**WORK ITEM**
Each entry below must appear in the answer exactly as written.
--
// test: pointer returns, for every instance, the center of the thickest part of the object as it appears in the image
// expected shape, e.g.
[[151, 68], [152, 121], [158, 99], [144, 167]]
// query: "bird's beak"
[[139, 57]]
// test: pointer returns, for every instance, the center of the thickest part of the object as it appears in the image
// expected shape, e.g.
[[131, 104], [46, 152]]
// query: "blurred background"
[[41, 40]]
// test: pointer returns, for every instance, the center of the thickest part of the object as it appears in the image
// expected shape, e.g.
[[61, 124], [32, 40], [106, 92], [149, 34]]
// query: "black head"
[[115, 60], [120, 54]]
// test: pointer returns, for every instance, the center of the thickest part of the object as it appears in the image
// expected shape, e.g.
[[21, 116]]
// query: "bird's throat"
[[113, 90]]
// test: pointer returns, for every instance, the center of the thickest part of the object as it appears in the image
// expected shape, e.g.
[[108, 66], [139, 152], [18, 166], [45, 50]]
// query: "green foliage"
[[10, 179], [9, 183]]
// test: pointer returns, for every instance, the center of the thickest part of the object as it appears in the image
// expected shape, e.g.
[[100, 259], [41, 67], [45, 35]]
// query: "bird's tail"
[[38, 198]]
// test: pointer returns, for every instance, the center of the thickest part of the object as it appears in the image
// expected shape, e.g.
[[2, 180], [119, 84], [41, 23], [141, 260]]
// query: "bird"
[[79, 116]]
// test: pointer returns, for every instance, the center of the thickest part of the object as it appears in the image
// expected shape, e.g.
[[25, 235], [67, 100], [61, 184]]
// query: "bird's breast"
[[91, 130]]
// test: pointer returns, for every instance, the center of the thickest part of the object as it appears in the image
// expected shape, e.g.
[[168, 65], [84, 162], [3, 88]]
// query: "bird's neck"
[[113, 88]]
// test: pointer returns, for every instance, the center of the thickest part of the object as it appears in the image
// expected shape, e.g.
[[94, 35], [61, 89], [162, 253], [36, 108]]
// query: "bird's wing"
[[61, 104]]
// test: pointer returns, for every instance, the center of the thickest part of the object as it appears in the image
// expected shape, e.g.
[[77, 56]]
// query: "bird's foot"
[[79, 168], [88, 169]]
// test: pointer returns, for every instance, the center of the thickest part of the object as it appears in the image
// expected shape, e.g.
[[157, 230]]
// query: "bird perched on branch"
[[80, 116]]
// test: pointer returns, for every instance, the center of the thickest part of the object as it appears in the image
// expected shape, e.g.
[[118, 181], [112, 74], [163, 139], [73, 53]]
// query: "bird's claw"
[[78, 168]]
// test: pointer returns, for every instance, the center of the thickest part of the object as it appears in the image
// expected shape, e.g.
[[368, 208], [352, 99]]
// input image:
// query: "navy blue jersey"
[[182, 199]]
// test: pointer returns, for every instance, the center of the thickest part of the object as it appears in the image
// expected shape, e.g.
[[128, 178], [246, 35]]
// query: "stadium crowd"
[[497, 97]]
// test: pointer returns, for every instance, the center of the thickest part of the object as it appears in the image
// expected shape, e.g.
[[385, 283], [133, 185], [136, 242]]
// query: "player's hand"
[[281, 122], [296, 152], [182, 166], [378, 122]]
--
**OUTPUT**
// test: pointer returns, for every instance, the center of the thickest part of the object as it appears in the image
// expected shape, e.g.
[[151, 68], [152, 121], [158, 99], [144, 167]]
// query: "bird's beak"
[[139, 57]]
// test: pointer returns, for every instance, the center of the thickest part of the object as it appears in the image
// expected shape, e.g.
[[131, 104], [46, 152]]
// query: "blurred background"
[[41, 40]]
// test: pointer returns, for every instance, the center of the thickest part of the object as it appears in the image
// expected shape, e.g.
[[61, 124], [32, 40], [106, 92], [149, 34]]
// query: "black head"
[[115, 60], [120, 54]]
// test: pointer returns, for every instance, the center of the thickest part of the object as it appears in the image
// expected shape, e.g.
[[21, 116]]
// query: "bird's throat"
[[113, 90]]
// test: pointer returns, for every instance, the center of the thickest part of the object as it appears in the image
// expected shape, e.g.
[[108, 66], [139, 152], [18, 166], [45, 50]]
// query: "green foliage"
[[10, 179], [9, 183]]
// test: pointer returns, for every instance, the center of the thickest part of the object as it appears in the image
// expected shape, e.g.
[[100, 259], [41, 67], [45, 35]]
// query: "bird's tail"
[[38, 198]]
// test: pointer returns, for every instance, the center of the thickest part of the object as it appears in the image
// expected shape, e.g.
[[2, 180], [119, 84], [41, 23], [141, 260]]
// query: "bird"
[[79, 116]]
// test: pointer returns, for every instance, the center of the thickest part of the object as it appears in the image
// expected shape, e.g.
[[25, 235], [67, 100], [61, 184]]
// query: "bird's breast"
[[91, 130]]
// test: pointer returns, for every instance, the center of the thickest part of the object as it appears in the image
// expected shape, e.g.
[[168, 65], [84, 162], [3, 88]]
// query: "bird's neck"
[[113, 88]]
// test: pointer returns, for every instance, the center of the thickest part of the object as it appears in the image
// expected shape, e.g.
[[94, 35], [61, 89], [162, 253], [36, 108]]
// query: "bird's wing"
[[61, 104]]
// test: pointer returns, for every instance, the center of the thickest part of the object as it appears in the image
// expected shape, e.g.
[[77, 56]]
// query: "bird's foot"
[[79, 168], [88, 169]]
// test: pointer returns, for every instance, the center of the thickest part of the object as it appears in the image
// expected shape, e.g.
[[157, 230]]
// query: "bird perched on branch"
[[80, 116]]
// test: pointer returns, for every instance, the center of the thickest part of the object as it appears in the image
// expected shape, e.g.
[[118, 181], [112, 74], [163, 139], [73, 53]]
// query: "bird's claw"
[[78, 168]]
// test: pointer returns, for every instance, the center of the thickest part of the object as it appears in the image
// expected shape, e.g.
[[368, 208], [352, 99]]
// input image:
// query: "navy blue jersey"
[[182, 199]]
// test: pointer returns, for every instance, the center of the thickest part of the object as it appears in the image
// expected shape, e.g.
[[128, 178], [246, 35]]
// query: "stadium crowd"
[[497, 97]]
// test: pointer returns, for every instance, the center of the thickest part of the object as it appears in the image
// expected shape, e.g.
[[385, 283], [133, 185], [136, 242]]
// query: "player's hand"
[[281, 122], [296, 152], [182, 166], [378, 122]]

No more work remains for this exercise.